Occupied from around 120 to 300 CE, Legio is one of only two permanent legionary camps located in Israel, the other being the Xth Fretensis Legion in Jerusalem, little evidence of which survives. Carrying out salvage excavations at Legio in anticipation of new roadwork, the IAA uncovered remains of the Via Pretoria, the main road of the camp, as well as the architectural remains of a monumental public building.

Roman legionary camp

The Via Pretoria of Legio. Courtesy Emil Aladjem, IAA.

According to Yotam Tepper, director of the IAA excavations, “Two main roads intersected at the center of the 600-yard-long and 380-yard-wide camp, and its headquarters were erected here.” Unfortunately, most of the buildings were not preserved to any height, as building projects in later periods frequently mined the legionary base for constructional materials.

In addition to roads and buildings, the excavation uncovered coins, weapons, pottery, glass, and lots of roof tiles. “The roof tiles,” said Tepper, “some of which were stamped with VIth Legion stamps, were used for various purposes, for roofing buildings, paving floors, and coating walls. The technology and know-how, the building techniques, and the weapons that the Legion brought with it from the home country are unique to the Roman army, reflecting specific Roman Imperial military footprints.”


Aerial photo of the excavations at Legio. Courtesy Emil Aladjem, IAA.

______

▸ **Written instruction**
Translate this sentence from the text on the Roman camp at Legio into French: "In addition to roads and buildings, the excavation uncovered coins, weapons, pottery, glass, and lots of roof tiles." The data that comes next is from a separate, unrelated source.

▸ **Provided material**
______

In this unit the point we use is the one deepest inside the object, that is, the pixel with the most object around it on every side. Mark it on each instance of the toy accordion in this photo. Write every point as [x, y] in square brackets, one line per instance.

______

▸ **Answer in full**
Outre les routes et les bâtiments, la fouille a mis au jour des pièces de monnaie, des armes, de la poterie, du verre et de nombreuses tuiles de toit.